### TASK GOAL
Keep each line of the material that includes "what", and leave out the rest.

----- DATA SUPPLIED -----

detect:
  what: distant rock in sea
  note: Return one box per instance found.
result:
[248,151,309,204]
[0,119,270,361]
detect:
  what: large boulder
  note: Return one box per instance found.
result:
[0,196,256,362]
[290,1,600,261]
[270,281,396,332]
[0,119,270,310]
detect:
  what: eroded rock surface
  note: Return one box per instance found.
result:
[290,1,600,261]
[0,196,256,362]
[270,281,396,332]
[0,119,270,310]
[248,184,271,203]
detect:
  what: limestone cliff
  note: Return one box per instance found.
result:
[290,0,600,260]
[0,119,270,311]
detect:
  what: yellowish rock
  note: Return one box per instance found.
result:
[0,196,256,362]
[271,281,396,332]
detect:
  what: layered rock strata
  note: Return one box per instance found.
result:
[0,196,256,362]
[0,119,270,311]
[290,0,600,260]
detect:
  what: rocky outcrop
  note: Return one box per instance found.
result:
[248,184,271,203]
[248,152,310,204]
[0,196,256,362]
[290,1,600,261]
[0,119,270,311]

-----
----- DATA SUPPLIED -----

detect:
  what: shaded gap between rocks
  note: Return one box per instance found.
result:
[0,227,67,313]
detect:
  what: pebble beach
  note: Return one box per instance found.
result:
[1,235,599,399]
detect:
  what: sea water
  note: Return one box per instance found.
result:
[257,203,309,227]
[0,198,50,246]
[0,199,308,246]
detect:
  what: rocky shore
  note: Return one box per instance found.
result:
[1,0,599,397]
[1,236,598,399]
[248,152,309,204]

-----

### ANSWER SPACE
  what: distant rock in sea
  what: large boulder
  what: eroded rock surface
  what: limestone cliff
  what: yellowish rock
  what: layered rock strata
  what: rocky outcrop
  what: shaded gap between rocks
  what: pebble beach
  what: sea water
  what: rocky shore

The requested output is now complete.